Your objective: Reproduce the following lines word for word, from the start of the material through the line containing "pixel 721 148", with both ends included.

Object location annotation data
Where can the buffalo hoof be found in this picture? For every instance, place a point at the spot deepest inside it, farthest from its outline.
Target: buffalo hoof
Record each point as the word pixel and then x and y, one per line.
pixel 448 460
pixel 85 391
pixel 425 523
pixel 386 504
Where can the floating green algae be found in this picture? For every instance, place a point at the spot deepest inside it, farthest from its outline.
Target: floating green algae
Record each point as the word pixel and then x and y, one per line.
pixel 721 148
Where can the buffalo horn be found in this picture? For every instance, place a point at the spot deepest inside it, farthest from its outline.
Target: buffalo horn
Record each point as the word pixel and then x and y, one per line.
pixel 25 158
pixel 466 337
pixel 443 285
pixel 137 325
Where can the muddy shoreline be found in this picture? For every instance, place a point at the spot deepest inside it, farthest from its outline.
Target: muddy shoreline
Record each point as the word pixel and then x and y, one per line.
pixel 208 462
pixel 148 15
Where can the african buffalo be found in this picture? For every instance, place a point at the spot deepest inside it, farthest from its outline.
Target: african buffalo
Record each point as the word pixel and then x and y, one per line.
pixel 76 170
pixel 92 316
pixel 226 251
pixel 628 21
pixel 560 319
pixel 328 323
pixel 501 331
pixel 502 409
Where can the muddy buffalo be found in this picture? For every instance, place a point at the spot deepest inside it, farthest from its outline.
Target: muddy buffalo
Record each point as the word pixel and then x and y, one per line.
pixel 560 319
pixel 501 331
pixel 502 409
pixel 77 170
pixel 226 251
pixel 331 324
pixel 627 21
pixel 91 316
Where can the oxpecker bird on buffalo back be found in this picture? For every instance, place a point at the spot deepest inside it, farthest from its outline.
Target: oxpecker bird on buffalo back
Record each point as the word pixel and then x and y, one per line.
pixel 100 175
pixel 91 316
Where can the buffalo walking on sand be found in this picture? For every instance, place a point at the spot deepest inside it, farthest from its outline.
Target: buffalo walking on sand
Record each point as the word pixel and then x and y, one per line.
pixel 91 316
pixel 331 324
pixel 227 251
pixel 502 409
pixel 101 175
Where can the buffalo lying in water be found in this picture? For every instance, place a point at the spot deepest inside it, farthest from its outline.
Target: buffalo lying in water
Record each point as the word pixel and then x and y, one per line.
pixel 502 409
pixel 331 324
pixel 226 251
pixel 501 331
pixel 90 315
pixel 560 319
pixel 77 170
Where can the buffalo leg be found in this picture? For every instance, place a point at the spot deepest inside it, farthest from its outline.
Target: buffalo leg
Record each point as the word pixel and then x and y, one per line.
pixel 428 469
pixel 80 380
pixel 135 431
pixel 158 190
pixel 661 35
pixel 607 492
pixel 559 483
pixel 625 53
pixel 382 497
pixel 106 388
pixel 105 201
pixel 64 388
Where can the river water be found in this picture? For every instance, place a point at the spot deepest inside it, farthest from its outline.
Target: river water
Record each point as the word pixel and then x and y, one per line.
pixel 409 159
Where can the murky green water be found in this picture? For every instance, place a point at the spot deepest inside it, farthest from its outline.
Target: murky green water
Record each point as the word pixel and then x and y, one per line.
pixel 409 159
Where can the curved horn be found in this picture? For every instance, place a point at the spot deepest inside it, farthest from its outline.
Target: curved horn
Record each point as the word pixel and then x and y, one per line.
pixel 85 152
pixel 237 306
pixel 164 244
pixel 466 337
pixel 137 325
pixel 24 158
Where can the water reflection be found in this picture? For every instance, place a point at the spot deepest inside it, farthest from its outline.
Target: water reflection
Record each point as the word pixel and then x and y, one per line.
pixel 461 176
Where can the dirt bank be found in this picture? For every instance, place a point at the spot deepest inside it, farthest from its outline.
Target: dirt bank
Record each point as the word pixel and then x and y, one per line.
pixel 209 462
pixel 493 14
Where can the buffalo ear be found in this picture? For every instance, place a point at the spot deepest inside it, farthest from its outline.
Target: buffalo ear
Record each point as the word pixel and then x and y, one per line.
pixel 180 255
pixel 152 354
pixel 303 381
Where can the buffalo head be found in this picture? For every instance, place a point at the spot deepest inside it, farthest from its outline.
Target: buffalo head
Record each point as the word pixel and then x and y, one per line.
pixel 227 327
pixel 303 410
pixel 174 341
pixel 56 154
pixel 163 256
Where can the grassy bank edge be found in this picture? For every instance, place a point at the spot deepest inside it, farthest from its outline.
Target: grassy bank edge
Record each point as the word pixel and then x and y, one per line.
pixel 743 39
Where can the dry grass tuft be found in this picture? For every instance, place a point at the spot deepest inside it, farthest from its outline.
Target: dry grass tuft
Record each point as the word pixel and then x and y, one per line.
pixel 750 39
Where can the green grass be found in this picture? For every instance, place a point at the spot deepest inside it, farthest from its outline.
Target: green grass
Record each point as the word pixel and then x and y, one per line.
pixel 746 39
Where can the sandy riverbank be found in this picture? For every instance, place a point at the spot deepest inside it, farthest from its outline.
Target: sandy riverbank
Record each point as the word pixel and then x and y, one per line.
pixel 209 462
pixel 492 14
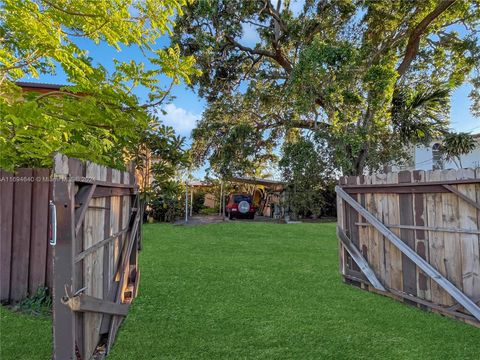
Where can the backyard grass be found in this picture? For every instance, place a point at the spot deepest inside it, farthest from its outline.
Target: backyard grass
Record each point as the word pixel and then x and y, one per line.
pixel 24 337
pixel 246 290
pixel 265 291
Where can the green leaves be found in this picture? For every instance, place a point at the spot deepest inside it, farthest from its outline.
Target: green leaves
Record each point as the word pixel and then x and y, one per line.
pixel 454 145
pixel 331 68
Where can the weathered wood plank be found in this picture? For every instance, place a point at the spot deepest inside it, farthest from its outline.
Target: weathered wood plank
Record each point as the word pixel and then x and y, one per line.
pixel 39 233
pixel 469 243
pixel 63 318
pixel 453 252
pixel 436 239
pixel 21 235
pixel 93 264
pixel 426 267
pixel 76 170
pixel 381 208
pixel 394 259
pixel 86 303
pixel 409 270
pixel 421 238
pixel 360 260
pixel 6 222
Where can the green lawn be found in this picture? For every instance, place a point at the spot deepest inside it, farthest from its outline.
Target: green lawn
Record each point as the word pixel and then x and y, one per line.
pixel 256 291
pixel 24 337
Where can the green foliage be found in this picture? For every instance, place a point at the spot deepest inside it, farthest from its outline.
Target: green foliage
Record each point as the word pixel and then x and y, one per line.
pixel 98 117
pixel 208 211
pixel 167 202
pixel 454 145
pixel 308 171
pixel 198 201
pixel 39 303
pixel 369 77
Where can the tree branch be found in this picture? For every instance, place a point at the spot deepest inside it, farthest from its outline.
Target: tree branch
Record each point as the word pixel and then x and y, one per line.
pixel 69 12
pixel 413 44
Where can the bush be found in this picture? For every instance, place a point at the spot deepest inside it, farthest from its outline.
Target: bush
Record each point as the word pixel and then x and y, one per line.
pixel 198 201
pixel 167 202
pixel 208 211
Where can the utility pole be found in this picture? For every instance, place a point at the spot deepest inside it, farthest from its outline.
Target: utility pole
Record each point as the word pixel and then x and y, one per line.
pixel 220 211
pixel 191 201
pixel 186 200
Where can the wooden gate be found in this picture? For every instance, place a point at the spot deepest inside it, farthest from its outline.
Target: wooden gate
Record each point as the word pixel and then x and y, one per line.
pixel 96 226
pixel 414 236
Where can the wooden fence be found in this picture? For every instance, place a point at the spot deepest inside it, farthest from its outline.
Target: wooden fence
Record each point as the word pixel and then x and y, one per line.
pixel 414 236
pixel 25 257
pixel 98 222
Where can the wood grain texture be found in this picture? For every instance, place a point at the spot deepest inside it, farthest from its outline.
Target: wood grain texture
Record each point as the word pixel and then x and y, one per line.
pixel 409 270
pixel 39 230
pixel 6 222
pixel 21 235
pixel 93 232
pixel 470 267
pixel 442 227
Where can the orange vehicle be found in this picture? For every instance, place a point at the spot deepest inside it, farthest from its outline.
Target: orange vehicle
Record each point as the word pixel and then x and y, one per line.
pixel 240 205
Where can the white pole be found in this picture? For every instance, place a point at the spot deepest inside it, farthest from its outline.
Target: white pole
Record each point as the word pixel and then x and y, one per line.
pixel 191 201
pixel 186 201
pixel 220 211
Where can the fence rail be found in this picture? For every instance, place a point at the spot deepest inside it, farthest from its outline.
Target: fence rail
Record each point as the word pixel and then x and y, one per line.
pixel 25 257
pixel 95 257
pixel 414 236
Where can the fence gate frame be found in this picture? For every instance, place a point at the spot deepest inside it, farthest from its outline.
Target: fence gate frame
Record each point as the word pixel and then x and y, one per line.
pixel 353 213
pixel 73 195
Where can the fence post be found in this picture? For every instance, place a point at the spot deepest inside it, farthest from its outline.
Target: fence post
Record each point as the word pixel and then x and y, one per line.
pixel 63 318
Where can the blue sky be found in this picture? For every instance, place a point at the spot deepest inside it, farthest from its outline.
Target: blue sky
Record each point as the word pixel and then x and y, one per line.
pixel 187 107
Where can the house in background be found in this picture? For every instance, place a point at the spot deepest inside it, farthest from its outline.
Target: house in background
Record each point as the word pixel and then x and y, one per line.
pixel 430 157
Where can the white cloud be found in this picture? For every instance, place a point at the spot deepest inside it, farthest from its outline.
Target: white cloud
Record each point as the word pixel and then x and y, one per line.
pixel 183 121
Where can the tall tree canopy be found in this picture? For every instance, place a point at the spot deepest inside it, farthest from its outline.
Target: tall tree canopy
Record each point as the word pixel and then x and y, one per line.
pixel 366 76
pixel 99 117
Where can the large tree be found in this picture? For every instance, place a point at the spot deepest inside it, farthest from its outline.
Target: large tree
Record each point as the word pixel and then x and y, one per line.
pixel 98 117
pixel 369 77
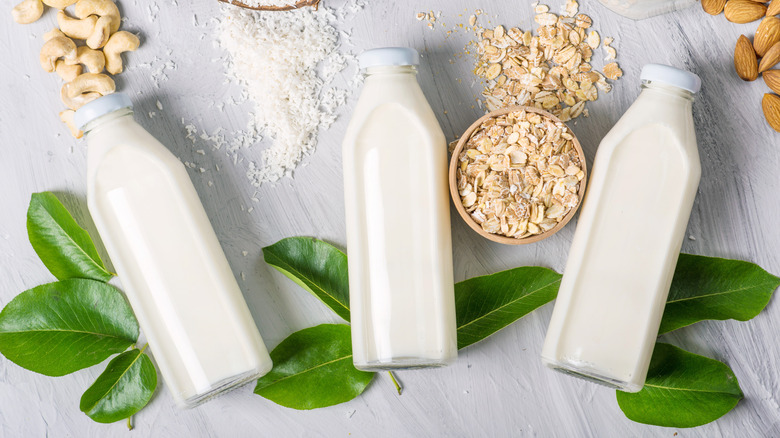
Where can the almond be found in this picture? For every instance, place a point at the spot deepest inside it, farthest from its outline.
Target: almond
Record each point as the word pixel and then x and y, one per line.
pixel 713 7
pixel 743 11
pixel 745 61
pixel 767 34
pixel 770 59
pixel 774 9
pixel 772 80
pixel 771 106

Exercise output:
Where can the buffalo hoof be found in this picture? For every instance, place a point at the spot deepest inside it, farthest from its outline.
Target: buffalo hoof
Record each point as the word pixel and then x and y, one per line.
pixel 448 460
pixel 85 391
pixel 425 523
pixel 386 504
Where can the floating green algae be found in this picture? For every instance, place a point at the spot deepest inside it, farthest from its outline.
Target: floating green algae
Record each point as the word pixel and then x and y, one per line.
pixel 721 148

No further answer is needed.